(WHAT TO DO)
Where a record holds a picture, leave the picture out; otherwise repeat every record exactly.

(LISTED RECORDS)
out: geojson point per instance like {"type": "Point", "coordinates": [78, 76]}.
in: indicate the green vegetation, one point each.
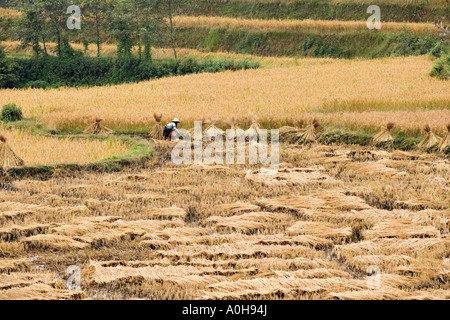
{"type": "Point", "coordinates": [364, 43]}
{"type": "Point", "coordinates": [8, 74]}
{"type": "Point", "coordinates": [317, 10]}
{"type": "Point", "coordinates": [441, 67]}
{"type": "Point", "coordinates": [52, 72]}
{"type": "Point", "coordinates": [11, 112]}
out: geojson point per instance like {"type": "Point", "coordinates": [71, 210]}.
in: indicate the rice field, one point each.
{"type": "Point", "coordinates": [131, 236]}
{"type": "Point", "coordinates": [317, 26]}
{"type": "Point", "coordinates": [42, 150]}
{"type": "Point", "coordinates": [369, 2]}
{"type": "Point", "coordinates": [340, 92]}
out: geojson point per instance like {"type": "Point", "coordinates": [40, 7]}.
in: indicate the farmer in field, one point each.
{"type": "Point", "coordinates": [171, 132]}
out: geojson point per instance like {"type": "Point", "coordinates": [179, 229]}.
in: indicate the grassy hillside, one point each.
{"type": "Point", "coordinates": [364, 43]}
{"type": "Point", "coordinates": [412, 11]}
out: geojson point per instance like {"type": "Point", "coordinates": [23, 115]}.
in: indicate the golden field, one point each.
{"type": "Point", "coordinates": [110, 50]}
{"type": "Point", "coordinates": [356, 92]}
{"type": "Point", "coordinates": [179, 232]}
{"type": "Point", "coordinates": [319, 26]}
{"type": "Point", "coordinates": [37, 150]}
{"type": "Point", "coordinates": [368, 2]}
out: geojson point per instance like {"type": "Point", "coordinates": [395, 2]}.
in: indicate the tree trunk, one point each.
{"type": "Point", "coordinates": [171, 30]}
{"type": "Point", "coordinates": [98, 38]}
{"type": "Point", "coordinates": [59, 43]}
{"type": "Point", "coordinates": [45, 45]}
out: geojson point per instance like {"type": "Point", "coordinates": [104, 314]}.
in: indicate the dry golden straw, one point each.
{"type": "Point", "coordinates": [156, 132]}
{"type": "Point", "coordinates": [385, 136]}
{"type": "Point", "coordinates": [431, 140]}
{"type": "Point", "coordinates": [98, 128]}
{"type": "Point", "coordinates": [8, 159]}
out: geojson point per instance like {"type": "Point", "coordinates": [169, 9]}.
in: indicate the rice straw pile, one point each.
{"type": "Point", "coordinates": [385, 136]}
{"type": "Point", "coordinates": [310, 135]}
{"type": "Point", "coordinates": [430, 141]}
{"type": "Point", "coordinates": [8, 159]}
{"type": "Point", "coordinates": [291, 134]}
{"type": "Point", "coordinates": [157, 131]}
{"type": "Point", "coordinates": [446, 141]}
{"type": "Point", "coordinates": [232, 124]}
{"type": "Point", "coordinates": [213, 131]}
{"type": "Point", "coordinates": [98, 128]}
{"type": "Point", "coordinates": [254, 131]}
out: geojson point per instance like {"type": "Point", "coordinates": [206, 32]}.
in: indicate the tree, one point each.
{"type": "Point", "coordinates": [149, 23]}
{"type": "Point", "coordinates": [97, 12]}
{"type": "Point", "coordinates": [31, 28]}
{"type": "Point", "coordinates": [175, 7]}
{"type": "Point", "coordinates": [136, 22]}
{"type": "Point", "coordinates": [121, 24]}
{"type": "Point", "coordinates": [8, 71]}
{"type": "Point", "coordinates": [55, 11]}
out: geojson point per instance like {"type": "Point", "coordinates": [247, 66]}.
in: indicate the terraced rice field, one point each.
{"type": "Point", "coordinates": [318, 230]}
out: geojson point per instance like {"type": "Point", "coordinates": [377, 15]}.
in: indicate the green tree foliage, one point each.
{"type": "Point", "coordinates": [95, 13]}
{"type": "Point", "coordinates": [8, 71]}
{"type": "Point", "coordinates": [11, 112]}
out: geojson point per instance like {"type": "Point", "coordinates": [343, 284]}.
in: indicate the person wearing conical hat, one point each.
{"type": "Point", "coordinates": [171, 132]}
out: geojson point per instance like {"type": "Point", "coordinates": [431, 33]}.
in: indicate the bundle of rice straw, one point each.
{"type": "Point", "coordinates": [232, 124]}
{"type": "Point", "coordinates": [446, 141]}
{"type": "Point", "coordinates": [291, 134]}
{"type": "Point", "coordinates": [310, 134]}
{"type": "Point", "coordinates": [157, 131]}
{"type": "Point", "coordinates": [97, 128]}
{"type": "Point", "coordinates": [430, 141]}
{"type": "Point", "coordinates": [204, 123]}
{"type": "Point", "coordinates": [213, 131]}
{"type": "Point", "coordinates": [385, 135]}
{"type": "Point", "coordinates": [8, 159]}
{"type": "Point", "coordinates": [254, 130]}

(YOUR SOLUTION)
out: geojson point per instance like {"type": "Point", "coordinates": [78, 76]}.
in: indicate the green vegetation, one point each.
{"type": "Point", "coordinates": [364, 43]}
{"type": "Point", "coordinates": [8, 74]}
{"type": "Point", "coordinates": [317, 10]}
{"type": "Point", "coordinates": [441, 67]}
{"type": "Point", "coordinates": [52, 72]}
{"type": "Point", "coordinates": [11, 112]}
out: geojson point per instance like {"type": "Point", "coordinates": [71, 210]}.
in: indicate the rice field, one point each.
{"type": "Point", "coordinates": [131, 236]}
{"type": "Point", "coordinates": [317, 26]}
{"type": "Point", "coordinates": [42, 150]}
{"type": "Point", "coordinates": [369, 2]}
{"type": "Point", "coordinates": [340, 92]}
out: geojson point per instance like {"type": "Point", "coordinates": [40, 7]}.
in: indicate the farmer in field, one point each.
{"type": "Point", "coordinates": [171, 132]}
out: geojson point per instance like {"type": "Point", "coordinates": [179, 229]}.
in: indicate the grassy hillside, one point each.
{"type": "Point", "coordinates": [364, 43]}
{"type": "Point", "coordinates": [412, 11]}
out: geojson point per instance like {"type": "Point", "coordinates": [23, 115]}.
in: indicate the golden field, one point each.
{"type": "Point", "coordinates": [110, 50]}
{"type": "Point", "coordinates": [356, 92]}
{"type": "Point", "coordinates": [179, 232]}
{"type": "Point", "coordinates": [319, 26]}
{"type": "Point", "coordinates": [37, 150]}
{"type": "Point", "coordinates": [368, 2]}
out: geojson point per instance like {"type": "Point", "coordinates": [395, 2]}.
in: indicate the tree trunk, one point each.
{"type": "Point", "coordinates": [171, 30]}
{"type": "Point", "coordinates": [98, 38]}
{"type": "Point", "coordinates": [59, 43]}
{"type": "Point", "coordinates": [45, 45]}
out: geojson point per instance like {"type": "Point", "coordinates": [104, 314]}.
in: indicate the dry golden straw, one point each.
{"type": "Point", "coordinates": [156, 132]}
{"type": "Point", "coordinates": [385, 136]}
{"type": "Point", "coordinates": [431, 140]}
{"type": "Point", "coordinates": [98, 128]}
{"type": "Point", "coordinates": [8, 159]}
out: geojson point per instance like {"type": "Point", "coordinates": [169, 9]}.
in: indicate the rice straw pile, one point each.
{"type": "Point", "coordinates": [385, 136]}
{"type": "Point", "coordinates": [310, 135]}
{"type": "Point", "coordinates": [430, 141]}
{"type": "Point", "coordinates": [8, 159]}
{"type": "Point", "coordinates": [291, 134]}
{"type": "Point", "coordinates": [157, 131]}
{"type": "Point", "coordinates": [446, 141]}
{"type": "Point", "coordinates": [232, 124]}
{"type": "Point", "coordinates": [213, 131]}
{"type": "Point", "coordinates": [98, 128]}
{"type": "Point", "coordinates": [254, 131]}
out: geojson point per instance like {"type": "Point", "coordinates": [206, 32]}.
in: indicate the tree, one point each.
{"type": "Point", "coordinates": [149, 23]}
{"type": "Point", "coordinates": [97, 12]}
{"type": "Point", "coordinates": [31, 28]}
{"type": "Point", "coordinates": [175, 7]}
{"type": "Point", "coordinates": [136, 22]}
{"type": "Point", "coordinates": [121, 24]}
{"type": "Point", "coordinates": [8, 71]}
{"type": "Point", "coordinates": [55, 11]}
out: geojson point per instance like {"type": "Point", "coordinates": [247, 66]}.
in: indicate the terraced rice field, one point each.
{"type": "Point", "coordinates": [318, 230]}
out: geojson point per instance like {"type": "Point", "coordinates": [377, 15]}.
in: indicate the green tree foliage, one point each.
{"type": "Point", "coordinates": [95, 13]}
{"type": "Point", "coordinates": [8, 71]}
{"type": "Point", "coordinates": [11, 112]}
out: geojson point per instance like {"type": "Point", "coordinates": [343, 284]}.
in: indicate the person wearing conical hat, one point each.
{"type": "Point", "coordinates": [171, 132]}
out: geojson point per instance like {"type": "Point", "coordinates": [431, 33]}.
in: indicate the bundle of rice straw, one point each.
{"type": "Point", "coordinates": [232, 124]}
{"type": "Point", "coordinates": [446, 141]}
{"type": "Point", "coordinates": [291, 134]}
{"type": "Point", "coordinates": [310, 134]}
{"type": "Point", "coordinates": [157, 131]}
{"type": "Point", "coordinates": [97, 128]}
{"type": "Point", "coordinates": [430, 141]}
{"type": "Point", "coordinates": [204, 123]}
{"type": "Point", "coordinates": [213, 131]}
{"type": "Point", "coordinates": [385, 135]}
{"type": "Point", "coordinates": [8, 159]}
{"type": "Point", "coordinates": [254, 130]}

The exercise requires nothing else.